# [SUPPLIED RECORDS]
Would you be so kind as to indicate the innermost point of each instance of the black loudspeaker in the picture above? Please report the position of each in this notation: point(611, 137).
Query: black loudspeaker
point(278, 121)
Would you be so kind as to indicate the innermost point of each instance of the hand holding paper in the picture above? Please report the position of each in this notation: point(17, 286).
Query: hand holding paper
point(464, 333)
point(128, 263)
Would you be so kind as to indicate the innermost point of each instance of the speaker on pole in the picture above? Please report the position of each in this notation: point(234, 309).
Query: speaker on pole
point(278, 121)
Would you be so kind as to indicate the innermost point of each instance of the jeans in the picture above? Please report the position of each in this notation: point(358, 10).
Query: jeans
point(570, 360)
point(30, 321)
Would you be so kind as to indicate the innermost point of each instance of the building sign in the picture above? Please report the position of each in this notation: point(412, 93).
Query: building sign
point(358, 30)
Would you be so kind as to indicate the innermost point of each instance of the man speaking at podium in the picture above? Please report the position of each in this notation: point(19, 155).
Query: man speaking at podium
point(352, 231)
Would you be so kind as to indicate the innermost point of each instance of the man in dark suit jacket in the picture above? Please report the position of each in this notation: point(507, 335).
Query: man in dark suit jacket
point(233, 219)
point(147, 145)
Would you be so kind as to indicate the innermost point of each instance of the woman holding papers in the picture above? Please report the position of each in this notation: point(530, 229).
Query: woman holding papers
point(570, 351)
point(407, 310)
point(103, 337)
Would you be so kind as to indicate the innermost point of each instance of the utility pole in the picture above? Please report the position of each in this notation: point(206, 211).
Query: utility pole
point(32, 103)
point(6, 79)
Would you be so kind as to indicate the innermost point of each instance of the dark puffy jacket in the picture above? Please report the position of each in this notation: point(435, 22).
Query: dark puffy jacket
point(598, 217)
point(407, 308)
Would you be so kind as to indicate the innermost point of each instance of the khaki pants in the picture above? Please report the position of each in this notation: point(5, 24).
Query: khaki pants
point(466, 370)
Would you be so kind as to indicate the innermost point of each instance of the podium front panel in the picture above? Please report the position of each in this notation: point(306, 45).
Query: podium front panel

# [TASK GOAL]
Lines above that have "panel": copy each of them.

# [ANSWER BOX]
Would you be so kind as to indicate the innermost point of each instance of the podium front panel in the picture above? Please report the position of each in this notation: point(306, 45).
Query: podium front panel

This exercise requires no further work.